§ **Short problem 1**: Decide whether each statement agrees with the text on the Mannes School of Music, answering yes or no and quoting the deciding words: (a) Leopold Mannes became president of the school after Clara died in 1948. (b) The school merged with the Chatham Square Music School in 1953. (c) In 1984 the school moved to West 85th Street.
§ **Short problem 2**: Continue the text on the Mannes School of Music from the point where it stops.
>> begin Page text
Mannes School of Music  is a music conservatory in The New School, a private research university in New York City. In the fall of 2015, Mannes moved from its previous location on Manhattan's Upper West Side to join the rest of the New School campus in Arnhold Hall at 55 W. 13th Street.

History 

Originally called The David Mannes Music School, it was founded in 1916 by David Mannes, concertmaster of the New York Symphony Orchestra, and his wife Clara Damrosch, sister of Walter Damrosch, then conductor of that orchestra, and Frank Damrosch. The Damrosch and Mannes families were perhaps the most important music families in America at that time, with David Mannes emerging as one of the first American born violin recitalists to achieve significant status. David Mannes was the director of the Third Street Music School Settlement as well as founder of Colored Music Settlement School, all prior to founding the Mannes School. The school was originally housed on East 70th Street (later occupied by the Dalcroze School).

A larger campus was created out of four converted brownstones beginning at 157 East 74th Street, in Manhattan's Upper East Side. After 1938, the school was known as the Mannes Music School in recognition of the broader course of study that expanded the school well beyond that of a community music school, including the three-year Artist Diploma. When Clara died in 1948, their son Leopold Mannes became president, endowing the school with his fortune from co-inventing Kodachrome film. In 1953 the school began offering a bachelor of science degree and changed its name to the Mannes College of Music. In 1960 it merged with the Chatham Square Music School. In 1984 the school moved to larger quarters on West 85th Street.  In 1989 Mannes joined The New School. In 2005, the New School administration changed the name to Mannes College: the New School for Music. In 2015, the university renamed it Mannes School of Music, and moved it to Arnhold Hall in the West Village. It is now part of the College of Performing Arts at The New School, which also includes the School of Drama and the School of Jazz and Contemporary Music. The College of Performing Arts, including Mannes Prep, has a total of 1,450 students. The students in any of the three schools of the College of Performing Arts can take courses in the three schools (Drama, Jazz, Mannes), no matter which school they are directly enrolled in, expanding the opportunities for self-directed study.
>> end Page text
>> begin Listed records
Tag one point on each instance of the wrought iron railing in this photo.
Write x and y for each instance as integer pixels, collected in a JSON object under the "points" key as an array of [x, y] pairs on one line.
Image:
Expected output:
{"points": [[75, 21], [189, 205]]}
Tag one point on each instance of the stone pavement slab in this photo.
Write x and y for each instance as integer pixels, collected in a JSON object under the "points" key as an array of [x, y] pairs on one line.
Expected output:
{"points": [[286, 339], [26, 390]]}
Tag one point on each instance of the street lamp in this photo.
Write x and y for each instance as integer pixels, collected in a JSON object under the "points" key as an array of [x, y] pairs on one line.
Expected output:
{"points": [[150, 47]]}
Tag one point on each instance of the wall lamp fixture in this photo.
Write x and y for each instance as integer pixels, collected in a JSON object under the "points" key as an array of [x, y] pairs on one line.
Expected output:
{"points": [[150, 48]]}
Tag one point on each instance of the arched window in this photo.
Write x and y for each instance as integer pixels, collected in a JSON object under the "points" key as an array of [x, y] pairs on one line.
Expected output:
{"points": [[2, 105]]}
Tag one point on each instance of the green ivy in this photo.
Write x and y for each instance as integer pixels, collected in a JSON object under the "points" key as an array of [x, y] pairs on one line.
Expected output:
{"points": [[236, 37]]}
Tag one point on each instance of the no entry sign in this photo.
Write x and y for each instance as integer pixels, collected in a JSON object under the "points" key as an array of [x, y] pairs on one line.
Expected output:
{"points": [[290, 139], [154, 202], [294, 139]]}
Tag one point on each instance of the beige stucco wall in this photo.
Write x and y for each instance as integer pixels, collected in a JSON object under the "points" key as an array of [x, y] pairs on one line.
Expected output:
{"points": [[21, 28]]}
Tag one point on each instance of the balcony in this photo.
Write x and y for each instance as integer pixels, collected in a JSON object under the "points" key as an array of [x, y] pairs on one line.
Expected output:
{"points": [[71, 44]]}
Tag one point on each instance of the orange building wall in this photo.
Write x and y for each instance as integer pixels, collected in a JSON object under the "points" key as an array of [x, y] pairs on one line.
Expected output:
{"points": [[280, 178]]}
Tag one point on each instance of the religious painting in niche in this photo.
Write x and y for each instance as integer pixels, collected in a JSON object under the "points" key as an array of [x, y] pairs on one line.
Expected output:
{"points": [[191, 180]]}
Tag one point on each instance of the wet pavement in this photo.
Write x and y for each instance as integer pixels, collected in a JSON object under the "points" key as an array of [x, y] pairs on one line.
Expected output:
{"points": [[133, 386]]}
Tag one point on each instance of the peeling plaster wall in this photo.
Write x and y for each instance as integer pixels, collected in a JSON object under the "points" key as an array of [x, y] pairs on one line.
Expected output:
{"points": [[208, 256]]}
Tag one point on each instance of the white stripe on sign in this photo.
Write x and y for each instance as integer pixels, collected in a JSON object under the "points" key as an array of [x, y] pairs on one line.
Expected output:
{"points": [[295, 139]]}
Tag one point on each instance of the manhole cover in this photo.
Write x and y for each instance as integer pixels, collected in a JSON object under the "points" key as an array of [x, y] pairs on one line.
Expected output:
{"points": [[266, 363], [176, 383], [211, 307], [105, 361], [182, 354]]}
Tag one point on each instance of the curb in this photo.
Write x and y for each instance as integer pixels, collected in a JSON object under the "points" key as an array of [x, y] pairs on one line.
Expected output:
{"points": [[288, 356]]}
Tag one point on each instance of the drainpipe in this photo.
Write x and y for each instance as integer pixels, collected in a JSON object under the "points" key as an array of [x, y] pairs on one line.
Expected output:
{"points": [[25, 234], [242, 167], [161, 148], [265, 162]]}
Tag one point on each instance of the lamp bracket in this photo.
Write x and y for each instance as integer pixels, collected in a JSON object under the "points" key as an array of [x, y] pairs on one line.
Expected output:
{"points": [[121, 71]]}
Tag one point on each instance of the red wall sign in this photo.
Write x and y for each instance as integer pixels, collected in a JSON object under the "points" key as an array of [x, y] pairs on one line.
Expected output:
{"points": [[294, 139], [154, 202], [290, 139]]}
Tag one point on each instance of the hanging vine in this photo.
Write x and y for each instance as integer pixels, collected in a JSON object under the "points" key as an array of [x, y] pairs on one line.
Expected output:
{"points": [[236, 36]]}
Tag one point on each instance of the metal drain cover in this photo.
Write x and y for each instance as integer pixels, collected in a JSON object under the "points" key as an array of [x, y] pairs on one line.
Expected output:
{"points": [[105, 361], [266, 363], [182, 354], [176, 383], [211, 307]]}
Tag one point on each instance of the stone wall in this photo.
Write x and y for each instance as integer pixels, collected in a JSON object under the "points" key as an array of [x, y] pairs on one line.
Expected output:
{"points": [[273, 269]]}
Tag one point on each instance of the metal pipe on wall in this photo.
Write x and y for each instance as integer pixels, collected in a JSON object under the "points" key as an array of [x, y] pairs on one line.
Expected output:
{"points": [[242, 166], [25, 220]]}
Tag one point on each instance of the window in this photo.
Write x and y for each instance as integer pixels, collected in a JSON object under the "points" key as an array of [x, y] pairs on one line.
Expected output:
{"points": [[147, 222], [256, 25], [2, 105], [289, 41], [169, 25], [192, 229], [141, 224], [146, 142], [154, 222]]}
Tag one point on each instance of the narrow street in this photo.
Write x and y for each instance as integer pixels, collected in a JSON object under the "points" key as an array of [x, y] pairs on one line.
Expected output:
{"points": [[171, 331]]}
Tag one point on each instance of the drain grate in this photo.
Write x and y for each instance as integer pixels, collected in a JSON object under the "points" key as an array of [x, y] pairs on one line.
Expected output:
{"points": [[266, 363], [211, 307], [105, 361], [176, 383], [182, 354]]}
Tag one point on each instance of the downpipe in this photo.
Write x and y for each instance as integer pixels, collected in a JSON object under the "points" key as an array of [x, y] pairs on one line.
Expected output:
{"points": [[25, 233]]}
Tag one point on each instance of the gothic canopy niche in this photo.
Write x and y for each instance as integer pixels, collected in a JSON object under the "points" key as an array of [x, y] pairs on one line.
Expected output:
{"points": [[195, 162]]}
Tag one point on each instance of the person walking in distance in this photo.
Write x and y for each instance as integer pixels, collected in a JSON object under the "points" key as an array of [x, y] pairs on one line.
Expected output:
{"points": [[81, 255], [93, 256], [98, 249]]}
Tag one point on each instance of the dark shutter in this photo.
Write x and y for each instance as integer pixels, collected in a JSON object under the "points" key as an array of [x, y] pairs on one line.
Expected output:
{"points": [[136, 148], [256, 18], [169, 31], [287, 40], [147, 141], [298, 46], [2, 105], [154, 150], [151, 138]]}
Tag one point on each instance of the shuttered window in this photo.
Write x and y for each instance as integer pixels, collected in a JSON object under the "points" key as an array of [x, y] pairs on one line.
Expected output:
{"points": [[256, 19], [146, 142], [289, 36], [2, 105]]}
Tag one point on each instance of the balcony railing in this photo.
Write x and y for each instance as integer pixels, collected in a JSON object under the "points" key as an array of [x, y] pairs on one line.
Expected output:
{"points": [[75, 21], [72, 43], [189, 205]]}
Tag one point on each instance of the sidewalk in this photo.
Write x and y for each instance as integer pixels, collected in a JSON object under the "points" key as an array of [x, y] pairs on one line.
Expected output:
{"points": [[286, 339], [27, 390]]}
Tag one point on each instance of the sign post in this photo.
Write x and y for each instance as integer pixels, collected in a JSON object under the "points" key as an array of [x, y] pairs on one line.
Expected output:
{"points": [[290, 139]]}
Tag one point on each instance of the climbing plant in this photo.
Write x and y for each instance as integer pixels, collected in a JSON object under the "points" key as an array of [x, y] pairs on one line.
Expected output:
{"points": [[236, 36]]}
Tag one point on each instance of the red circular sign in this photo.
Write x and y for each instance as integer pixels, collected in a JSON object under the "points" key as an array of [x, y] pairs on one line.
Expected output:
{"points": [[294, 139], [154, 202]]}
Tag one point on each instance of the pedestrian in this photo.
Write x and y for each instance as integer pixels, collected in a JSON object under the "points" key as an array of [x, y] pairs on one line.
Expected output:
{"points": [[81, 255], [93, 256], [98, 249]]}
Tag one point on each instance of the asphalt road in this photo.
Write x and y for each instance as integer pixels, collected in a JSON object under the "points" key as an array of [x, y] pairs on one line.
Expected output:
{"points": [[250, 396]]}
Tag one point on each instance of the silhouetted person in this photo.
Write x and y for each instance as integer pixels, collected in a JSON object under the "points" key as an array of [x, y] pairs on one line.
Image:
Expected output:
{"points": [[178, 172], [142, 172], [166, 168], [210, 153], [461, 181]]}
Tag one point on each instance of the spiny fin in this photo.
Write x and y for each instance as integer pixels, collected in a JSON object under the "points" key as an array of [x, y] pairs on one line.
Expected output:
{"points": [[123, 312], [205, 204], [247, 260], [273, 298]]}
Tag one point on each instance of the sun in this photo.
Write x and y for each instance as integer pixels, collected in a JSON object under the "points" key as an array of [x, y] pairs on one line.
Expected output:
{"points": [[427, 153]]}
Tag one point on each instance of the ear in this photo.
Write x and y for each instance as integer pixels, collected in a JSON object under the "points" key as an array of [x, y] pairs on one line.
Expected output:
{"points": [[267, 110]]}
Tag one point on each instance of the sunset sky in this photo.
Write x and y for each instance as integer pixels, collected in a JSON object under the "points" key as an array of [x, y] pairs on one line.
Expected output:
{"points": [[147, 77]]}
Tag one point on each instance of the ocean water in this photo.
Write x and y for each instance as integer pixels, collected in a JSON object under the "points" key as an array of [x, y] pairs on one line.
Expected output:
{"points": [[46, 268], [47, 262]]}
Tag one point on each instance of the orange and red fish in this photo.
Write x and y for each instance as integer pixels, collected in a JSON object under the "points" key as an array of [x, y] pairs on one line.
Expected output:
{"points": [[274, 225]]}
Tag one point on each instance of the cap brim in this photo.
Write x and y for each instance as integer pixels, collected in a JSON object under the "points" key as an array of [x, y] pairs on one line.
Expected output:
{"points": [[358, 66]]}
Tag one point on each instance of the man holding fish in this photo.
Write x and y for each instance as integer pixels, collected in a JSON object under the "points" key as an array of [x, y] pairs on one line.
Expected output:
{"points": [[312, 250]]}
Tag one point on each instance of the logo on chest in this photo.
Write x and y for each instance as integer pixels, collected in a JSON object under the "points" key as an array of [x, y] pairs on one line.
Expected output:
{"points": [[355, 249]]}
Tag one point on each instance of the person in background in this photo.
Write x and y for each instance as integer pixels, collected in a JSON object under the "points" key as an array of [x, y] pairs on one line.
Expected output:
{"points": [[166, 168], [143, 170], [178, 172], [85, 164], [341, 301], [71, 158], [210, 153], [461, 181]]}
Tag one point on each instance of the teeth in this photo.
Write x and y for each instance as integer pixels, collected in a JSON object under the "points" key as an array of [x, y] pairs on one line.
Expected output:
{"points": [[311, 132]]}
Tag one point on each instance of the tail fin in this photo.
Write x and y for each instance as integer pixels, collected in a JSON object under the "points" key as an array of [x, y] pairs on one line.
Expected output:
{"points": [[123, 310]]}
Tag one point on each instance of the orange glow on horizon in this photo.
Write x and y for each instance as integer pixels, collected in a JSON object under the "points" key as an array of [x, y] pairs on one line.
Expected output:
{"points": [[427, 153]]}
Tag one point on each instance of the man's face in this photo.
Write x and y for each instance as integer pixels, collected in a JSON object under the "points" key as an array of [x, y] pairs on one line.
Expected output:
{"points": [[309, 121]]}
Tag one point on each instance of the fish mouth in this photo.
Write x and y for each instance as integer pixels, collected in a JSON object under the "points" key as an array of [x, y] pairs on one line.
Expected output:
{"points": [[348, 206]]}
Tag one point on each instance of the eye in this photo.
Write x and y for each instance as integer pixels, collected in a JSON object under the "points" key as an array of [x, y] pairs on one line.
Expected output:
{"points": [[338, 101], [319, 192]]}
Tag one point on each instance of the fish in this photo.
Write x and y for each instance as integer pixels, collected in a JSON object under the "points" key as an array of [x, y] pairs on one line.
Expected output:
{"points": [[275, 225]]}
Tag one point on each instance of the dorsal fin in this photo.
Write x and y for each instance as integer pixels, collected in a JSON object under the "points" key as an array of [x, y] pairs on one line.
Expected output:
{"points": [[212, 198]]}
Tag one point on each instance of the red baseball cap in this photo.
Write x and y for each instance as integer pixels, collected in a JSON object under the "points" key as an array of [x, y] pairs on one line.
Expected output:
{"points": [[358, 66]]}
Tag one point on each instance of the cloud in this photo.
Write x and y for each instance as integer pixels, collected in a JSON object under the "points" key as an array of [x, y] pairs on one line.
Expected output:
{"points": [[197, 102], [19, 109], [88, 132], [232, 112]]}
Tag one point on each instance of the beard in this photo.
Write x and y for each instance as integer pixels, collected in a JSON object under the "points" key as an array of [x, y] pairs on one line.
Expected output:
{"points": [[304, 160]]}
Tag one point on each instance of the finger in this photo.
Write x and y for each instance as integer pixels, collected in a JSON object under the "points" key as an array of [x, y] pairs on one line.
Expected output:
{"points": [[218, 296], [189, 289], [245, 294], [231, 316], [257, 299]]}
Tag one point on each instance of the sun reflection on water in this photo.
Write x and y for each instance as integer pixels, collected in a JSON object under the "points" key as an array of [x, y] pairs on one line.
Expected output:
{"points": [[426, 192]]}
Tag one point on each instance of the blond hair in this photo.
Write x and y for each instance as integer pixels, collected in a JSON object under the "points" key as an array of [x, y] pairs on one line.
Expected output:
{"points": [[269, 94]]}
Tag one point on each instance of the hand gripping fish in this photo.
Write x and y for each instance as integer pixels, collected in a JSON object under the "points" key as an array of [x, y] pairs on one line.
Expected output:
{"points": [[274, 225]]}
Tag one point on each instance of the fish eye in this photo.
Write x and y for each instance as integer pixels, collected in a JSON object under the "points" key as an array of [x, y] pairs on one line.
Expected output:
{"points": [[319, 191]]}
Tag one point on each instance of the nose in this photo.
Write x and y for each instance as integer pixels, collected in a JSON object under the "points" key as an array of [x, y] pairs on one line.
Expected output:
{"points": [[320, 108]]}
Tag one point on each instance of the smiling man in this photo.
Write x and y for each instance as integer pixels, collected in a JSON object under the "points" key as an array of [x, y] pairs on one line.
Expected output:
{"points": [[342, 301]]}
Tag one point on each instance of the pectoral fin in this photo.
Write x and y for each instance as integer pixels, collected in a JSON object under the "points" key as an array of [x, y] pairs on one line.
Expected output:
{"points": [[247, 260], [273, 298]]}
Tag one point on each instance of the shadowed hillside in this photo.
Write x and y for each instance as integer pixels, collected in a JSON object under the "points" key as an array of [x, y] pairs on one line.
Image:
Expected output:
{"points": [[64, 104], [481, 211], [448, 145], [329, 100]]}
>> end Listed records
§ **Exercise result 1**:
(a) Yes: "When Clara died in 1948, their son Leopold Mannes became president"
(b) No: "In 1960 it merged with the Chatham Square Music School."
(c) Yes: "In 1984 the school moved to larger quarters on West 85th Street."

§ **Exercise result 2**:
Academics 
Two academic divisions constitute the conservatory:
 College: the academic spine of the school, conferring undergraduate and graduate degrees and diplomas
 Preparatory: pre-college training for children and adolescents

The Techniques of Music program is the foundation for academic musical study in the two divisions at Mannes, encompassing the range of elementary to advanced music theory and aural skills and analysis classes.

Music theory was taught at Mannes from its inception, with David Mannes hiring important figures such as Ernest Bloch and Rosario Scalero to teach theory and composition. in 1931 Hans Weisse was hired, one of the leading students of Heinrich Schenker. Over the following nine years, Weisse promoted not just the study of Schenkerian analysis but the incorporation of it into the musical life of the school, including performance and composition.  Because of his association with the school, Schenker's publication Five Graphic Music Analyses (Fünf Urlinie-Tafeln) was published jointly by his regular publisher, Universal Edition and the David Mannes School in 1932.

In 1940, Weisse died unexpectedly and was replaced by Felix Salzer.  Salzer, also a student of Schenker, built upon Weisse's foundation by reorganizing the theory program into the Techniques of Music department.  The philosophy behind this move was and is to integrate musicianship, theory, and performance, which was based on Schenker's concept of the role of theory in tonal music. Salzer's leading student, Carl Schachter, as well as his students, continued and strengthened the department.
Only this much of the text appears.